* [THE TASK]:
Work through the data and report how many lines include the string "sneakers", giving the number alone.

[THE RECORDS Boundary: Start]

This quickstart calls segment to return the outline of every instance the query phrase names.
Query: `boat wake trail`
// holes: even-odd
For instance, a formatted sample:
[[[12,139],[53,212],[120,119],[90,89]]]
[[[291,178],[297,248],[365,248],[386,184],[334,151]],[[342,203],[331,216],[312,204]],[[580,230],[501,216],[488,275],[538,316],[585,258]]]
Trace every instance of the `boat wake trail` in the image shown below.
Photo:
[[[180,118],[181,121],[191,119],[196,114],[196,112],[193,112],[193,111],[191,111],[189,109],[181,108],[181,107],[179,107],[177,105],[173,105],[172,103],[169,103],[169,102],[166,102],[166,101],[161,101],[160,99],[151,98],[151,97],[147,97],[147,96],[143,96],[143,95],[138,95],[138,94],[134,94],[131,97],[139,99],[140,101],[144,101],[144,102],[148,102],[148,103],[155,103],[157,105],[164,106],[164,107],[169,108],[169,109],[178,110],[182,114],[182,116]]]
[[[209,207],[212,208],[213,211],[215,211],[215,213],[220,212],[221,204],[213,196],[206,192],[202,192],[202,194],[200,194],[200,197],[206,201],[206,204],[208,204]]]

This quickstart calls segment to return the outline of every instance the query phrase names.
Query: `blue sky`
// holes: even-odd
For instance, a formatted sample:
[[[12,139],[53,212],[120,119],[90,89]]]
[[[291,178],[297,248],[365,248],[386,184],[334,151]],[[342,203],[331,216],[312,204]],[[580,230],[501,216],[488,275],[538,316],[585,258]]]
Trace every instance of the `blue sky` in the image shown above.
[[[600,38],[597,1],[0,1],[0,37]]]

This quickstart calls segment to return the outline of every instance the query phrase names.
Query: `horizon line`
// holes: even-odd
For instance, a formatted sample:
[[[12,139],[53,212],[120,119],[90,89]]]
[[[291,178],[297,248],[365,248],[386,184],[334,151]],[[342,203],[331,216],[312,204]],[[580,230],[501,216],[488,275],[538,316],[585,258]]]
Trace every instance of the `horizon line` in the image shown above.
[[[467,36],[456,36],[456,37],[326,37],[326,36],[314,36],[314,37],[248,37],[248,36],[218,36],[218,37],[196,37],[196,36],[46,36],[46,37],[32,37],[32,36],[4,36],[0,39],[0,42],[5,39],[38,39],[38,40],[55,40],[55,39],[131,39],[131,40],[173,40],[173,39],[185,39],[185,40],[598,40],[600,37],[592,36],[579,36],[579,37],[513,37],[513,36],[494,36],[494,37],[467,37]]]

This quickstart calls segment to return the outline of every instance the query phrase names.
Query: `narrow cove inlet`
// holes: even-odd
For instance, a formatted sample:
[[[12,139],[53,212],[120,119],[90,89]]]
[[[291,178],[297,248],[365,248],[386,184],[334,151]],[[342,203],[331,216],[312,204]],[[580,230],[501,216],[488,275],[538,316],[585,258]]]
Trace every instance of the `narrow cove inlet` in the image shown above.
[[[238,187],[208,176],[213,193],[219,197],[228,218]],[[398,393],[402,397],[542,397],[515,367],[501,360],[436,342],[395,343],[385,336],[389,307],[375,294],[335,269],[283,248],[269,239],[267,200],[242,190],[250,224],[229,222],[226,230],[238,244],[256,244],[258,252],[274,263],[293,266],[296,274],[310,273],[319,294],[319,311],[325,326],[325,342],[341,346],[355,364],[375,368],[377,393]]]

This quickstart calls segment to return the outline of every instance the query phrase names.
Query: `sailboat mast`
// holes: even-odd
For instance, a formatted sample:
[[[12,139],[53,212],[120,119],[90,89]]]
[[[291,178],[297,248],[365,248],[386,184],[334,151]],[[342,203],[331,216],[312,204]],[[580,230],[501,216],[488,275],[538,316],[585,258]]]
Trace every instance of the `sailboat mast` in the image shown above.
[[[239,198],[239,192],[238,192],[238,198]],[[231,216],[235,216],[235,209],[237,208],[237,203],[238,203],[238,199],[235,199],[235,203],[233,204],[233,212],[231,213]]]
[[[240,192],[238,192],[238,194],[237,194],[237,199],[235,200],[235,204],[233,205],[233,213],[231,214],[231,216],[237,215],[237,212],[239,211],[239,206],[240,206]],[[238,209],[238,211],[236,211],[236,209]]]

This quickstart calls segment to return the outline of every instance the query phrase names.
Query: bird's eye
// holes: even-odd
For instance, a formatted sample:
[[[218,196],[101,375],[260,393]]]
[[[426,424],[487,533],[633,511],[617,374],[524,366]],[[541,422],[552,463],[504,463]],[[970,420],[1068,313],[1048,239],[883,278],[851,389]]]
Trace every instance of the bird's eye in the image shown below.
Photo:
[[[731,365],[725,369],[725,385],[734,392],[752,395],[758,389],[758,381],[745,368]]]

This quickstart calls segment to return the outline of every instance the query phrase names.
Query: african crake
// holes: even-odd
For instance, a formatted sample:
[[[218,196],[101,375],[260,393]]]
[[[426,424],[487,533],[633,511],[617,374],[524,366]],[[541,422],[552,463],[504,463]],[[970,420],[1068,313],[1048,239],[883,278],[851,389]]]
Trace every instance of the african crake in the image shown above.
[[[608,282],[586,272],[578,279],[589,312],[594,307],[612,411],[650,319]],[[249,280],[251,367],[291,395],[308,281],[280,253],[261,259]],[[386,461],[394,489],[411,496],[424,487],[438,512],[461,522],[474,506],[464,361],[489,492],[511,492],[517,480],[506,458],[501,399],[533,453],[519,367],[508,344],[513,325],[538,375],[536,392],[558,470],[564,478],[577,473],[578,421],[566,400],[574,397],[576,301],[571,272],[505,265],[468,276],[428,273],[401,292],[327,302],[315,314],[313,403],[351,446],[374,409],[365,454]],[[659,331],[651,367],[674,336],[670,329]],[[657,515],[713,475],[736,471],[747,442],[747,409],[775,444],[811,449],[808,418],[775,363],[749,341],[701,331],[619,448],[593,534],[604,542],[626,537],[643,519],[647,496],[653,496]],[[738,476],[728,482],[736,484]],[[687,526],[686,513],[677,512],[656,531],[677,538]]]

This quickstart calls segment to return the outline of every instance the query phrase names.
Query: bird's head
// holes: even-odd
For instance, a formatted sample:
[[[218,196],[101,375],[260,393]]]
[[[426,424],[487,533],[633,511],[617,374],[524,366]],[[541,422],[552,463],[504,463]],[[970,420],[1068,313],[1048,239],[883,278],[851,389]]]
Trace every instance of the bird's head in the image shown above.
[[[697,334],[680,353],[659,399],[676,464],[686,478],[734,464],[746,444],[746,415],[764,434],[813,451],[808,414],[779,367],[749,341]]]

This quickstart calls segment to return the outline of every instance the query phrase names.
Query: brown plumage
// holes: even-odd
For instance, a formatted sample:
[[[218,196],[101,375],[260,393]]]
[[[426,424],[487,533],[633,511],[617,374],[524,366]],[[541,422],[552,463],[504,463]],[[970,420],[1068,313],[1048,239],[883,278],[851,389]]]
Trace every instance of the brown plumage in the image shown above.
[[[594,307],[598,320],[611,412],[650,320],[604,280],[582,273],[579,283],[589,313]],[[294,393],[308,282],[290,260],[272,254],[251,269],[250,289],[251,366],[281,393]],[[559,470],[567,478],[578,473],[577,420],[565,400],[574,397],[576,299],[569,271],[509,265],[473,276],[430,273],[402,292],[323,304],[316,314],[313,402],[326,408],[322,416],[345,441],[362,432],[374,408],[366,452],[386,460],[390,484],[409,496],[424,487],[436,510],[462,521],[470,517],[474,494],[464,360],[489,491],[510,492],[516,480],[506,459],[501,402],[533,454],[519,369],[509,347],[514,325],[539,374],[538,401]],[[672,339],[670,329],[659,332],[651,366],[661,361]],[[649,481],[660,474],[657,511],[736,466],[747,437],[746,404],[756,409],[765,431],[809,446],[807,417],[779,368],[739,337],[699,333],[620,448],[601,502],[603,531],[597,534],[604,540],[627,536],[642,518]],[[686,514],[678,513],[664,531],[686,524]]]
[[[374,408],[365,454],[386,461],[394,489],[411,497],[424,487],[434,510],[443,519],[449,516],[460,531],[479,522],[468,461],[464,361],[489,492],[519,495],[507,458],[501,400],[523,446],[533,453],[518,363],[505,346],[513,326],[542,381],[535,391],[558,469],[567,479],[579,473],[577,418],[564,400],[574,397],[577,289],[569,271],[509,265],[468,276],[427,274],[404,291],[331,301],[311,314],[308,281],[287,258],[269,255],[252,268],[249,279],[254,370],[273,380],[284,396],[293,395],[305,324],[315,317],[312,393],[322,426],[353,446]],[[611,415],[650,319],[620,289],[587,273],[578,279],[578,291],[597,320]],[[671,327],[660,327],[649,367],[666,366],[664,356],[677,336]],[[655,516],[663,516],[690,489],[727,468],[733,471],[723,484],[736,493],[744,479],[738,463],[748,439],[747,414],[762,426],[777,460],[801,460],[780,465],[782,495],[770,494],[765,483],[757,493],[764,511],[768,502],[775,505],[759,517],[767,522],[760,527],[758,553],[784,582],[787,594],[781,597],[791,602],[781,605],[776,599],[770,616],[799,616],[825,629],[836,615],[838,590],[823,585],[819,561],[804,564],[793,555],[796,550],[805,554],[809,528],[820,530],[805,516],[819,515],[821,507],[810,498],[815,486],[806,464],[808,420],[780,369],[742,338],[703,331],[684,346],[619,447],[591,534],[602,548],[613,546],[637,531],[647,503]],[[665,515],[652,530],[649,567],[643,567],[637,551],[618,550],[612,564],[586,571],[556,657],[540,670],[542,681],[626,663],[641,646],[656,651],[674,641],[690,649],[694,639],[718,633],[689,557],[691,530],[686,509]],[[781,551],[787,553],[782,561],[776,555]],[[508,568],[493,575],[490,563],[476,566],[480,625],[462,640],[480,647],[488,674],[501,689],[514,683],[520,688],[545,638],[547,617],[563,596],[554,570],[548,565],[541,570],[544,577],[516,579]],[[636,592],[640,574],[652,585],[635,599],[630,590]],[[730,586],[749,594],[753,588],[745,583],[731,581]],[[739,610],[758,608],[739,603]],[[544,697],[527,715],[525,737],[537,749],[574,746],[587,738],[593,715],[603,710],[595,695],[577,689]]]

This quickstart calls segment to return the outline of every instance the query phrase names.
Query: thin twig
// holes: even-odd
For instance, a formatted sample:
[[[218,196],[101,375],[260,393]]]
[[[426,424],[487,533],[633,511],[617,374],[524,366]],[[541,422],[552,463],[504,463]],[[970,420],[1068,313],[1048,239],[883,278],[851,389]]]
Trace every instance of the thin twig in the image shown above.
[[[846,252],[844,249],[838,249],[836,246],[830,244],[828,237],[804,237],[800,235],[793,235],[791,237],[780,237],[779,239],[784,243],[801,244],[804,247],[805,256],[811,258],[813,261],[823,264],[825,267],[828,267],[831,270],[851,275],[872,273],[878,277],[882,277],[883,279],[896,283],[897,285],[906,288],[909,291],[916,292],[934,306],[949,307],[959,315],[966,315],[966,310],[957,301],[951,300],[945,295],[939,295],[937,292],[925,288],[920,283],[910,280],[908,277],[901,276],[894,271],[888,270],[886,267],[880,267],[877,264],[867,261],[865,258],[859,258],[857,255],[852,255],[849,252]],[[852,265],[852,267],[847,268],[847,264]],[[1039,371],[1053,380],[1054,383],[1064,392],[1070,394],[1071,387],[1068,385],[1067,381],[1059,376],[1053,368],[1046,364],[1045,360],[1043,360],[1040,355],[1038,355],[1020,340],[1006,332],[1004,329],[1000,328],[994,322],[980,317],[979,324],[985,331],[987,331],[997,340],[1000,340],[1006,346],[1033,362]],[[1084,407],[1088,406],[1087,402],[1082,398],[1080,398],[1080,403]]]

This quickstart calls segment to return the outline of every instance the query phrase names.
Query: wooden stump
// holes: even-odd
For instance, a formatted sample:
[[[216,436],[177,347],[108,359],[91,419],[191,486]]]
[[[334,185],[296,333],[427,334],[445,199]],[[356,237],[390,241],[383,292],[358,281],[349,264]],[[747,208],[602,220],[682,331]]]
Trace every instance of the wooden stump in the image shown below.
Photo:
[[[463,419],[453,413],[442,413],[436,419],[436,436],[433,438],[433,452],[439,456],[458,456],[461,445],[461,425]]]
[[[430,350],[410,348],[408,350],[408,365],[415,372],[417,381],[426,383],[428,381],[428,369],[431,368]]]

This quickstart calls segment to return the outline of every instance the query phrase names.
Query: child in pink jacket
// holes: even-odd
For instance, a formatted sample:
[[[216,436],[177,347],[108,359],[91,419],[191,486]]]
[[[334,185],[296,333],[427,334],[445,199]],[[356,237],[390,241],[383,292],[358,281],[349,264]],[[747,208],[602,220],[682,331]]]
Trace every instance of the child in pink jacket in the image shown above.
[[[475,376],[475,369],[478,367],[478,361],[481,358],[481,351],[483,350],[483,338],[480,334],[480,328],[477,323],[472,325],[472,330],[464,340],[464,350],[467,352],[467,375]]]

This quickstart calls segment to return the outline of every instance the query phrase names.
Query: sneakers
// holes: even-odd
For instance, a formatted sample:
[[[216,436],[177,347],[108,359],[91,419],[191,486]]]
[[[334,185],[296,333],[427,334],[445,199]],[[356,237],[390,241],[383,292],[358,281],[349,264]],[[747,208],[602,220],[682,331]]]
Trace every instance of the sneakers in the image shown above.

[THE RECORDS Boundary: End]

* [RESULT FOR THIS TASK]:
2